==== Exercise materials ====

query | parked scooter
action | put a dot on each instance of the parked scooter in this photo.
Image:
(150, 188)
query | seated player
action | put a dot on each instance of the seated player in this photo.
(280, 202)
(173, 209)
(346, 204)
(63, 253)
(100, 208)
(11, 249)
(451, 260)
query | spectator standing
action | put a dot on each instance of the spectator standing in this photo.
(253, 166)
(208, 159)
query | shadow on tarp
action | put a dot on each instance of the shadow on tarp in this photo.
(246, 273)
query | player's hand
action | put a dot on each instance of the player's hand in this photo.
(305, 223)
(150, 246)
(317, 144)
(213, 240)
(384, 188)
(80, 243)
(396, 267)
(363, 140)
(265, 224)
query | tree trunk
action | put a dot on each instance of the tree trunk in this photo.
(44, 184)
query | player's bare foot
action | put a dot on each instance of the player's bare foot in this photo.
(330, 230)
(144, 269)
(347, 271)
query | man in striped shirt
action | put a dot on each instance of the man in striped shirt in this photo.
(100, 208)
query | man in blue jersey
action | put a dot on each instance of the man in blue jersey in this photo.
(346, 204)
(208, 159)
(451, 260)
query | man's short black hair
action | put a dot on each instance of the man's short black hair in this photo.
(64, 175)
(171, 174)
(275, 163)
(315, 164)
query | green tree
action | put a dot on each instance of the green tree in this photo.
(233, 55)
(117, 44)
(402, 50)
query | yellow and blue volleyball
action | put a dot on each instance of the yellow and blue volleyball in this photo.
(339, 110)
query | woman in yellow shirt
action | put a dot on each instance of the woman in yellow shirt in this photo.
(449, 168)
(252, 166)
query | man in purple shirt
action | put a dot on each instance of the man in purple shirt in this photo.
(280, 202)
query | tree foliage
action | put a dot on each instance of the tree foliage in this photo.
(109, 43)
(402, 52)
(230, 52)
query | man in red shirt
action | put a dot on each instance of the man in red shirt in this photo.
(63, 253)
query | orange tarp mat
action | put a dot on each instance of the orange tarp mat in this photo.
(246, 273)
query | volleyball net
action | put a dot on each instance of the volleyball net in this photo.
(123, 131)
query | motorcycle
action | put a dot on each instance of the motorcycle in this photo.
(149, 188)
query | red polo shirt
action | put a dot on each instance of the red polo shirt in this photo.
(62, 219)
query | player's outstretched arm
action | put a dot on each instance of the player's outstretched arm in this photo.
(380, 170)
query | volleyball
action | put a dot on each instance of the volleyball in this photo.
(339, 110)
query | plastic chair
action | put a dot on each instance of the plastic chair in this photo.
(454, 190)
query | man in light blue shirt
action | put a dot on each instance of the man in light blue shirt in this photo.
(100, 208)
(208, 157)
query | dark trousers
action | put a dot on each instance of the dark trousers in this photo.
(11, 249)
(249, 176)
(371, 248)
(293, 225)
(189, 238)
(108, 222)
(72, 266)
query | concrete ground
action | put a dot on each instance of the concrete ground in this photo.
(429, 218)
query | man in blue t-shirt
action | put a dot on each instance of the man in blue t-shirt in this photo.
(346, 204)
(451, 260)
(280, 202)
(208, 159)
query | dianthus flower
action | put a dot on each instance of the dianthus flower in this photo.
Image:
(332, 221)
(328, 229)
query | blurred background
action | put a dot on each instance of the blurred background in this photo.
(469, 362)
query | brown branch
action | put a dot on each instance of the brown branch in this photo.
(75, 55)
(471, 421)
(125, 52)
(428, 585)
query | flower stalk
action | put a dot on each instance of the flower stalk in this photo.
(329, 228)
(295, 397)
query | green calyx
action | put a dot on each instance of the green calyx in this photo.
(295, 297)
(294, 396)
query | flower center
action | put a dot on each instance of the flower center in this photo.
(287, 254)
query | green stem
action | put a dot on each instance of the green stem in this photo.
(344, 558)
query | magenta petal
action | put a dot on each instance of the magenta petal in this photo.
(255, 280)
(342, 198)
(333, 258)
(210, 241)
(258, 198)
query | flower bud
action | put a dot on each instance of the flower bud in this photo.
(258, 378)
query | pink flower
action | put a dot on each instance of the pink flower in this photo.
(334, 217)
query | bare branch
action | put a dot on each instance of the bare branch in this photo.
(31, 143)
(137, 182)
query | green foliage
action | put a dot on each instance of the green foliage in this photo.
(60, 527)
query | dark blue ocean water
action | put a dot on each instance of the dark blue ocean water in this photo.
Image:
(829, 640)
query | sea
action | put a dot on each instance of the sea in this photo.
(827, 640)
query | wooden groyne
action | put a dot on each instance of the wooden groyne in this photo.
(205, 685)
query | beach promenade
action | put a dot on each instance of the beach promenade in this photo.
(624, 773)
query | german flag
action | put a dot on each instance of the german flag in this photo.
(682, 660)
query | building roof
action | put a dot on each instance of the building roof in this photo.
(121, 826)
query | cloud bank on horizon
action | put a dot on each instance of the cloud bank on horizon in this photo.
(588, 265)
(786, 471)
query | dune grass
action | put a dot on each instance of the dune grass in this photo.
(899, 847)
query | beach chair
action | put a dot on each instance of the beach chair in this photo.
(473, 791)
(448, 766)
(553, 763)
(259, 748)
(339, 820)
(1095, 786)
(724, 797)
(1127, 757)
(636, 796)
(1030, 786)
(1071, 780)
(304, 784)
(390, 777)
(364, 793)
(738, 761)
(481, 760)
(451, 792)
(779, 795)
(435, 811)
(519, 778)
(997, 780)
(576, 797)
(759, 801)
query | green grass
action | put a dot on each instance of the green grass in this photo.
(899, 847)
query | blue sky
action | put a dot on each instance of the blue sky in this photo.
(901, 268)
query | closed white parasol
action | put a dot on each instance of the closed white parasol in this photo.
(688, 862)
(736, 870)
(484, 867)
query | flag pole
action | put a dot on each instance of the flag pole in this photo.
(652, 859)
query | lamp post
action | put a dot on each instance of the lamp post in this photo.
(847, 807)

====

Task to carry out:
Rewrite all of the rows above with every "put a dot on" changed to "place a mark on", leaving everything else untouched.

Written response:
query | parked scooter
action | place a mark on each instance of the parked scooter in this photo.
Image:
(150, 188)
query | seated player
action | place a mark on each instance of the seated player in this photo.
(280, 202)
(173, 209)
(346, 204)
(63, 253)
(100, 208)
(11, 249)
(451, 260)
query | spectator standing
action | place a mark on each instance of the spectator standing in this photo.
(253, 166)
(208, 159)
query | shadow on tarp
action | place a mark on each instance of the shadow on tarp in this photo.
(246, 273)
query | player's hand
action | place a mark on each instance of the player's hand in this photo.
(305, 223)
(150, 246)
(317, 144)
(213, 240)
(384, 188)
(80, 243)
(396, 267)
(363, 140)
(265, 224)
query | tree trunk
action | place a mark on each instance of the tree trunk in this photo.
(44, 184)
query | player's bare foot
action | place a mark on each instance of the player's bare foot in this photo.
(330, 230)
(144, 269)
(347, 271)
query | man in striped shirt
action | place a mark on each instance of the man in striped shirt in this photo.
(100, 208)
query | man in blue jersey
action | place a mark on each instance of the man in blue jersey in this photo.
(346, 204)
(208, 159)
(451, 260)
query | man's short black hair
action | place a mark on each instance of the man's short black hair in this photo.
(64, 175)
(171, 174)
(275, 163)
(315, 164)
query | green tree
action | place a mark on each instance of the green tree in this photo.
(233, 55)
(117, 44)
(402, 50)
query | yellow and blue volleyball
action | place a mark on each instance of the yellow and blue volleyball in this photo.
(339, 110)
query | woman in yellow shirt
action | place a mark on each instance of the woman in yellow shirt in this photo.
(449, 168)
(252, 166)
query | man in purple shirt
action | place a mark on each instance of the man in purple shirt in this photo.
(280, 202)
query | tree foliage
action | place a mark on each instance of the tree foliage in this photo.
(109, 43)
(402, 52)
(230, 52)
query | man in red shirt
action | place a mark on each instance of the man in red shirt in this photo.
(63, 253)
query | orange tarp mat
action | place a mark on each instance of the orange tarp mat in this photo.
(246, 273)
query | volleyball net
action | place a mark on each instance of the volleyball net in this photo.
(123, 131)
query | motorcycle
action | place a mark on each instance of the motorcycle in this photo.
(149, 188)
query | red polo shirt
action | place a mark on each instance of the red polo shirt in this photo.
(62, 219)
query | player's outstretched arm
action | place a mark on each instance of the player's outstretched arm in this photo.
(380, 170)
query | volleyball
action | place a mark on each instance of the volleyball in this photo.
(339, 110)
query | plastic chair
action | place a mark on each instance of the plastic chair in this photo.
(454, 190)
query | man in light blue shirt
action | place a mark on each instance of the man in light blue shirt in this photo.
(100, 208)
(208, 157)
query | dark trousers
action | place a mark on each instance of the dark trousers in this photo.
(11, 249)
(249, 176)
(371, 248)
(293, 225)
(189, 238)
(108, 222)
(72, 266)
query | concrete ground
action | place a mark on each instance of the concrete ground in this photo.
(429, 218)
query | man in blue t-shirt
action | place a mark on each instance of the man in blue t-shirt in this photo.
(346, 204)
(451, 260)
(280, 202)
(208, 159)
query | dianthus flower
action | place a mark on each instance of the dianthus flower in this photo.
Image:
(332, 221)
(328, 229)
query | blurred background
action | place a mark on each instance of the blurred background in this photo.
(469, 362)
query | brown branch
action | place a mark on each instance of the brown branch in this photo.
(75, 55)
(471, 421)
(125, 52)
(428, 585)
query | flower stalk
action | place a mark on each instance of the flower stalk in this photo.
(329, 228)
(295, 397)
query | green calyx
action | place a mark on each instance of the green calyx in this photo.
(295, 297)
(294, 396)
query | flower center
action | place a mark on each instance of the flower center in this photo.
(287, 254)
query | green stem
action | place a mark on each instance of the green stem in this photo.
(344, 558)
query | magenta petal
action | place a mark on each instance of the magenta petal in this photo.
(255, 280)
(342, 198)
(333, 258)
(210, 241)
(258, 198)
query | flower bud
action | place a mark on each instance of the flower bud in this photo.
(258, 378)
query | pink flower
action | place a mark on each instance of the pink flower in this photo.
(334, 217)
query | bare branch
action | place a mark on each instance of the bare branch in this photo.
(31, 143)
(137, 182)
query | green foliage
action | place a mark on each instance of the green foliage in this photo.
(60, 527)
query | dark blue ocean water
action | place a mark on each instance of the dark blue ocean water in this photo.
Image:
(829, 640)
query | sea
action | place a mark on each instance of the sea in this photo.
(827, 640)
query | wooden groyne
action | place a mark on each instance of the wooden groyne in this photo.
(205, 685)
query | beach promenade
action | place a mark on each instance of the beach promenade in this photo.
(624, 773)
query | german flag
action | place a mark on each instance of the german flag in this photo.
(682, 660)
query | building roof
action | place a mark on each instance of the building roof in this photo.
(121, 826)
query | cloud bank on horizon
action | place a mark on each instance of the cloud bank on horizon in this photo.
(588, 265)
(786, 471)
query | dune grass
action | place a mark on each instance of the dune grass in this photo.
(899, 847)
query | beach chair
action | place a mark on each instance of the beach chair in this photo.
(473, 791)
(448, 766)
(553, 763)
(259, 748)
(339, 820)
(1095, 786)
(724, 797)
(1127, 757)
(636, 796)
(1030, 786)
(1071, 780)
(304, 784)
(390, 777)
(364, 793)
(738, 761)
(481, 760)
(451, 792)
(779, 795)
(435, 811)
(519, 778)
(997, 780)
(576, 797)
(759, 801)
query | green grass
action | place a mark on each instance of the green grass in this photo.
(899, 847)
query | blue sky
action | place a mark on each instance of the blue sky in this photo.
(901, 268)
query | closed white parasol
action | place a mark on each instance of the closed white parasol in this photo.
(688, 862)
(736, 870)
(484, 867)
query | flag pole
action | place a mark on each instance of the flag pole in this photo.
(652, 859)
query | lamp post
action | place a mark on each instance of the lamp post in this photo.
(847, 807)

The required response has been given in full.